■ THE EXERCISE: How many lines in the entries below contain the string "outlines"? Reply with the number alone.

■ DATA LINES:
§ §

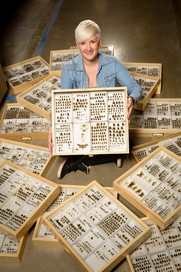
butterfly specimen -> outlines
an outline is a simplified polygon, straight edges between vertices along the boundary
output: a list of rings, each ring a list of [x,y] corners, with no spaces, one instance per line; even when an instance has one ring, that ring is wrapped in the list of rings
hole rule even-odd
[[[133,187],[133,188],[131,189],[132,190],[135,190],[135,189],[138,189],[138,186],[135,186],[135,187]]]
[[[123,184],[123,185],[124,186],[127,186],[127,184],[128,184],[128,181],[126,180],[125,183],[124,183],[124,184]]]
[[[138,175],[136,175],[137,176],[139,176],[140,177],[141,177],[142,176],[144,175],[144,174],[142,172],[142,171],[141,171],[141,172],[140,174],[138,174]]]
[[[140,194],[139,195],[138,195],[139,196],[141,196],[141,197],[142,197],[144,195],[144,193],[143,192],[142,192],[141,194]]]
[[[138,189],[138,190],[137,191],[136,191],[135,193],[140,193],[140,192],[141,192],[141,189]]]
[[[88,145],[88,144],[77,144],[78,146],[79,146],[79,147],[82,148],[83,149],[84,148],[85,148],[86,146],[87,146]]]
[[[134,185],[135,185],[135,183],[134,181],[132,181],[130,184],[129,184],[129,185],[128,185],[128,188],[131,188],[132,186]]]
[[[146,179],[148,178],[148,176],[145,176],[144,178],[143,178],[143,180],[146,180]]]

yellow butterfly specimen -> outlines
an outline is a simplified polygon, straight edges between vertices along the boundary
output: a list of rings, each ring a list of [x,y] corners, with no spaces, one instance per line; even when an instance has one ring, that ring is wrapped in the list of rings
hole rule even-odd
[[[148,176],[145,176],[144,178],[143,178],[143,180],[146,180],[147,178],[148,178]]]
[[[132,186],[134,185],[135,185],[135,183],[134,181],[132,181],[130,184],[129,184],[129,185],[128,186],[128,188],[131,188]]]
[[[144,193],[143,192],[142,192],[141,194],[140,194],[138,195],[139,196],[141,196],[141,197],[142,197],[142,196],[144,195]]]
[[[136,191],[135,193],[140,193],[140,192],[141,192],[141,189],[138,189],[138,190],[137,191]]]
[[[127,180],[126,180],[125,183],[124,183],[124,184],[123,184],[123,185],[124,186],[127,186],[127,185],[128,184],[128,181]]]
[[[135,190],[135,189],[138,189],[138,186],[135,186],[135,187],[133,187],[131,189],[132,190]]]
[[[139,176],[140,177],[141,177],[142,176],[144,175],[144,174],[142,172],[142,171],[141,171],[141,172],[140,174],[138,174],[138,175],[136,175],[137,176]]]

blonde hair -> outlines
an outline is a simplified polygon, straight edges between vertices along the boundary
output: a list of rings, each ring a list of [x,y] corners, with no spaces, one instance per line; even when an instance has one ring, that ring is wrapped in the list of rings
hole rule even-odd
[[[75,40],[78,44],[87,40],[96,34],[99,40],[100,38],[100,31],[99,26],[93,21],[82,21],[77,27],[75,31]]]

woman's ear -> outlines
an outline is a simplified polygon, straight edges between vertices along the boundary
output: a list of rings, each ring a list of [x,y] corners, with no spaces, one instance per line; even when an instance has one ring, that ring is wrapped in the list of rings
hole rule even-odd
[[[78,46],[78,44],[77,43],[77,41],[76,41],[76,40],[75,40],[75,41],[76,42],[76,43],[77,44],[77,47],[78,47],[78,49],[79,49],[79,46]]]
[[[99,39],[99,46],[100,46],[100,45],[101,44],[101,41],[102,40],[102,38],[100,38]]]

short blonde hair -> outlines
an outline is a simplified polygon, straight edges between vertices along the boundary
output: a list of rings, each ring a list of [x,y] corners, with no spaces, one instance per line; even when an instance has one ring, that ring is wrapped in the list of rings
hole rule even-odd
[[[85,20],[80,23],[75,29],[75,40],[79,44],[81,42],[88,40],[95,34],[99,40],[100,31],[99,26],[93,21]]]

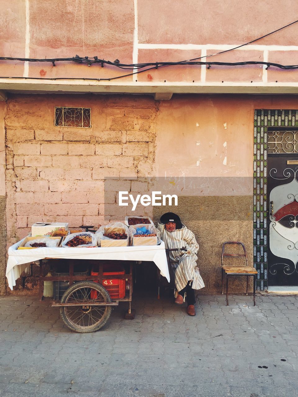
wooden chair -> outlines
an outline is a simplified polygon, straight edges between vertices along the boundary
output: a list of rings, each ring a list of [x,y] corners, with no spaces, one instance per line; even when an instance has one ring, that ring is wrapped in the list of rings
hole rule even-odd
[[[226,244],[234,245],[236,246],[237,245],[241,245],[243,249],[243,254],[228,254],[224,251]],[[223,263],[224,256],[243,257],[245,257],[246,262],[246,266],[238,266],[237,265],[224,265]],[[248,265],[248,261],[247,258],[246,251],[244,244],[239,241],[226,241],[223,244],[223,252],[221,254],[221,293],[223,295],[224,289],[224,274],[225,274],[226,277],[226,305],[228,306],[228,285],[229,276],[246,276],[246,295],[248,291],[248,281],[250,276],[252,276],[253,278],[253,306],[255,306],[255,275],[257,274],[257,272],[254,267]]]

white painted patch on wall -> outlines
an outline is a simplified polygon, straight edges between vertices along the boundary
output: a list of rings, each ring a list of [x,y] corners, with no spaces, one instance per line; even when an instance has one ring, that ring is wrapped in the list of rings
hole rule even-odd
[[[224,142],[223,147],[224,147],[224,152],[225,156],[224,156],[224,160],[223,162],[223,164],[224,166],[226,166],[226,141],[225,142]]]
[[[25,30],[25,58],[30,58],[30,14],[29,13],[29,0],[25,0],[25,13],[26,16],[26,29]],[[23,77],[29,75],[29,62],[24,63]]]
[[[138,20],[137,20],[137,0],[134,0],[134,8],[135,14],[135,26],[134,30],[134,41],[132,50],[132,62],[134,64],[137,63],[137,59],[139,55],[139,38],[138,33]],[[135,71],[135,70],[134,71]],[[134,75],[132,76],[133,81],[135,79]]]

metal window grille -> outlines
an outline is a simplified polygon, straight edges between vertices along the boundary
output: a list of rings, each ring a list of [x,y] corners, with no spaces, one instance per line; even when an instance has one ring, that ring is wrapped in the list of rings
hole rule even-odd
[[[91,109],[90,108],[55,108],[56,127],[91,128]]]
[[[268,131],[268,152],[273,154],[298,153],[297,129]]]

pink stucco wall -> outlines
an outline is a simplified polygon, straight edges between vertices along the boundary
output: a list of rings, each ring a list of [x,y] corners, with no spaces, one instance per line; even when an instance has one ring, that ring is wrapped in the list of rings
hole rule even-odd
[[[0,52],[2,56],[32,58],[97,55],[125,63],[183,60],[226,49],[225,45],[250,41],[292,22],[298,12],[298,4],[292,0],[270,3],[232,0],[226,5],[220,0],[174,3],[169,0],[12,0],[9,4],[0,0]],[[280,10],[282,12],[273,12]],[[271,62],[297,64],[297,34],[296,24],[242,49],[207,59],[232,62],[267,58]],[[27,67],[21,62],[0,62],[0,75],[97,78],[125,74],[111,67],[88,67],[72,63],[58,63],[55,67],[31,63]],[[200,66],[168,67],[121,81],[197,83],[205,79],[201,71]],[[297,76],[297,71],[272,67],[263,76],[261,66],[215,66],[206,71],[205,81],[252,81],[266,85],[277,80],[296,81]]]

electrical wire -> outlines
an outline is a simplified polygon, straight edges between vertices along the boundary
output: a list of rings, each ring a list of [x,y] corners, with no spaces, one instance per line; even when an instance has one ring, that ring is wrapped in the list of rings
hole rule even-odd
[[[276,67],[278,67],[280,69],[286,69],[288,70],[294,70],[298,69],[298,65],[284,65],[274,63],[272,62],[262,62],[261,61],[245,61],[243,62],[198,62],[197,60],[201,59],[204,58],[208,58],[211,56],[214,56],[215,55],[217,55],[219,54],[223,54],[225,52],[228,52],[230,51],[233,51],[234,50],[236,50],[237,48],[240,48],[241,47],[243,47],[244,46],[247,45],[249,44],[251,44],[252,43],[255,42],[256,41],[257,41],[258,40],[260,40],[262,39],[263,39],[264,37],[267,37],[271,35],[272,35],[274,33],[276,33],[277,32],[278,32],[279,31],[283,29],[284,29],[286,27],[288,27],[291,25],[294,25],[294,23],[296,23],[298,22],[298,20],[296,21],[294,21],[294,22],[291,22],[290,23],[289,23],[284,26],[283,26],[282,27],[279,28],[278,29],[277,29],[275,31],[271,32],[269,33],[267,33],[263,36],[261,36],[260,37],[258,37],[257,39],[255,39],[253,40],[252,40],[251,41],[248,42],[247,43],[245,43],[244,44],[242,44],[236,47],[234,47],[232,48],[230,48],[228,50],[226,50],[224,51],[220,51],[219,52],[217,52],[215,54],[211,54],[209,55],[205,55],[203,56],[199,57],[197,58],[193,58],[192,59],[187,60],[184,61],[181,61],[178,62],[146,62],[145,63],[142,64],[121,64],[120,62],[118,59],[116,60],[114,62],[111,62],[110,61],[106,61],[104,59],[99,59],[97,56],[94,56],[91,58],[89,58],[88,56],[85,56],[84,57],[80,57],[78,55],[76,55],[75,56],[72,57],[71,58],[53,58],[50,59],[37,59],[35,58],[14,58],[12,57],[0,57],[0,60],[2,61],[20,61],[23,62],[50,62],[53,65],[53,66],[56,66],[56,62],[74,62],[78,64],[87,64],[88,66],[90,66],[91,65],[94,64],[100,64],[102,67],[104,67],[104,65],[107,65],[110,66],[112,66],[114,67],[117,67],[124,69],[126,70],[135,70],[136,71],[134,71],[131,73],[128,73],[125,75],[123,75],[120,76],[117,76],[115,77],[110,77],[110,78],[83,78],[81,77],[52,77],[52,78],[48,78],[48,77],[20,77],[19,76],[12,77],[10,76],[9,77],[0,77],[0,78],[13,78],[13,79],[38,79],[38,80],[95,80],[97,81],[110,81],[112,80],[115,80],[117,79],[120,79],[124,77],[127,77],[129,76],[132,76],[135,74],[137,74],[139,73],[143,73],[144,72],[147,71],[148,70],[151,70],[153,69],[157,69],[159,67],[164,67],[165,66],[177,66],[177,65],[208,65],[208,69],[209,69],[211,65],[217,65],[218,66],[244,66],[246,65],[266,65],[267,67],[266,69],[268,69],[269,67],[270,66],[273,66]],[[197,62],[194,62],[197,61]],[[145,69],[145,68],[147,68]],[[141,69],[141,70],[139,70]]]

§ §

■ WRITTEN SOLUTION: 10